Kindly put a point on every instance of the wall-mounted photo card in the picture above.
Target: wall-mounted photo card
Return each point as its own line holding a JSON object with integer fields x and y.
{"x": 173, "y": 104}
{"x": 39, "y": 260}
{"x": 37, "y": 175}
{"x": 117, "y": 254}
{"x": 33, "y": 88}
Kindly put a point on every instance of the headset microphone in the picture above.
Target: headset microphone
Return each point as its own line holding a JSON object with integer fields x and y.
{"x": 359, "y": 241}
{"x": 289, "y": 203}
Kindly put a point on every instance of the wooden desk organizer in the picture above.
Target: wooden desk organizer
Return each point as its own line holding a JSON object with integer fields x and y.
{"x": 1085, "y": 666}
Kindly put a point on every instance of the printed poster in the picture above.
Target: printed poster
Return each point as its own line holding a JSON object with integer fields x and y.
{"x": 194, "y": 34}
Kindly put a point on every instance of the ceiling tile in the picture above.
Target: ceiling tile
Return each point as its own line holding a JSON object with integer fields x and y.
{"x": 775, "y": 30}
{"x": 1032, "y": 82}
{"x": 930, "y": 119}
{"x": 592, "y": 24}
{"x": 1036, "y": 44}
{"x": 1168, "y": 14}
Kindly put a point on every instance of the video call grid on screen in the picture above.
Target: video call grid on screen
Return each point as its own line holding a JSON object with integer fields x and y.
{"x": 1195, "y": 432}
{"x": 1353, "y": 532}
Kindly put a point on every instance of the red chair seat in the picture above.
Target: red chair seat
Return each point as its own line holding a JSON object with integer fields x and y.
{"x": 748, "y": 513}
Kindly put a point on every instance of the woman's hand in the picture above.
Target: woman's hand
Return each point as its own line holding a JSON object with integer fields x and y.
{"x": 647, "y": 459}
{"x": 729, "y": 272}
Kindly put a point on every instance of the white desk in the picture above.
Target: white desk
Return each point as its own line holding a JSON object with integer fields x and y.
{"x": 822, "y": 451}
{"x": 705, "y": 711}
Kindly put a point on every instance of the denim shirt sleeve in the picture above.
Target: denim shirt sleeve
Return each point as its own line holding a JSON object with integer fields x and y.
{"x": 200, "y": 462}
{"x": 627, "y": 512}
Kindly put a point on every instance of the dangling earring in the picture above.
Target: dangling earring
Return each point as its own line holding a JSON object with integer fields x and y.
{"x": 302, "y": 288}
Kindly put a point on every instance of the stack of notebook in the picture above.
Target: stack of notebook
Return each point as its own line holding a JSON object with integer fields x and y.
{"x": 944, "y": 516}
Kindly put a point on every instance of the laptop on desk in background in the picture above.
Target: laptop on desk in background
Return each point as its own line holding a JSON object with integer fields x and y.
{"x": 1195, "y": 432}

━━━━━━━━━━━━━━━━━━━━

Problem description: Reproduce every line above without error.

Written solution:
Kindly put a point on every instance of the wall-mounted photo card in the picture above.
Target: wall-mounted photo card
Return each point as its own line holding a JSON object with integer fields x and y.
{"x": 173, "y": 104}
{"x": 39, "y": 260}
{"x": 37, "y": 175}
{"x": 117, "y": 254}
{"x": 33, "y": 88}
Kindly put a point on every instance of the headset microphone in the picture above.
Target: headset microphone
Return each point as its own line holding a JSON object with integer fields x and y.
{"x": 359, "y": 241}
{"x": 289, "y": 203}
Kindly put a point on every instance of the wooden desk organizer in the picture above.
Target: wooden desk organizer
Return each point as its own line holding a JSON object with integer fields x and y.
{"x": 1085, "y": 666}
Kindly put a point on every instance of the printed poster in the picture above.
Target: printed poster
Return each point as its own line holding a JSON object with integer fields x and y.
{"x": 194, "y": 34}
Kindly put a point on every instance of the ceiling tile in the picture above.
Target: ceiling tile
Return each point as its own line holding a JSON object with integer fields x and y.
{"x": 775, "y": 30}
{"x": 1032, "y": 82}
{"x": 930, "y": 119}
{"x": 592, "y": 24}
{"x": 1036, "y": 44}
{"x": 1168, "y": 14}
Kindly put a point on every instance of the video call grid on screen in the picture above.
Target: video call grid on screen
Return each point as its own line holding a JSON object with integer fields x and y.
{"x": 1195, "y": 432}
{"x": 1353, "y": 532}
Kindly put a point on every instance of the red chair seat in the picture above.
Target: red chair seat
Return each point as its own line holding a JSON object with integer fields x and y.
{"x": 748, "y": 513}
Kindly put a point on every instance of the woman's hand in the picture above.
Target: woman's hand
Return each point as its own line holding a JSON object with integer fields x and y.
{"x": 647, "y": 459}
{"x": 729, "y": 272}
Kindly put a point on every instance of the white desk in the picture above.
Target: white desk
Return each point as its own line holding a JSON object with integer fields x and y.
{"x": 822, "y": 451}
{"x": 705, "y": 711}
Kindly put a point on every instance of the denim shirt sleeve in the picture above.
Target: denim shirt sleeve
Return each point as its own line holding a JSON object with integer fields x and y.
{"x": 200, "y": 462}
{"x": 627, "y": 512}
Kindly put a point on every instance of the dangling earring in the picture above.
Target: dangling earring
Return each point as its own line holding a JSON object with integer fields x and y.
{"x": 302, "y": 288}
Kindly put a point on every instance of the stack of notebook in the picture above.
Target: stack of notebook
Return each point as its own line holding a JSON object with integer fields x and y.
{"x": 944, "y": 516}
Kindly put a point on every instance of the laptop on desk in background in the picture above.
Target: laptop on desk in background
Return each point as its own line holding a JSON object with integer fields x and y.
{"x": 1195, "y": 432}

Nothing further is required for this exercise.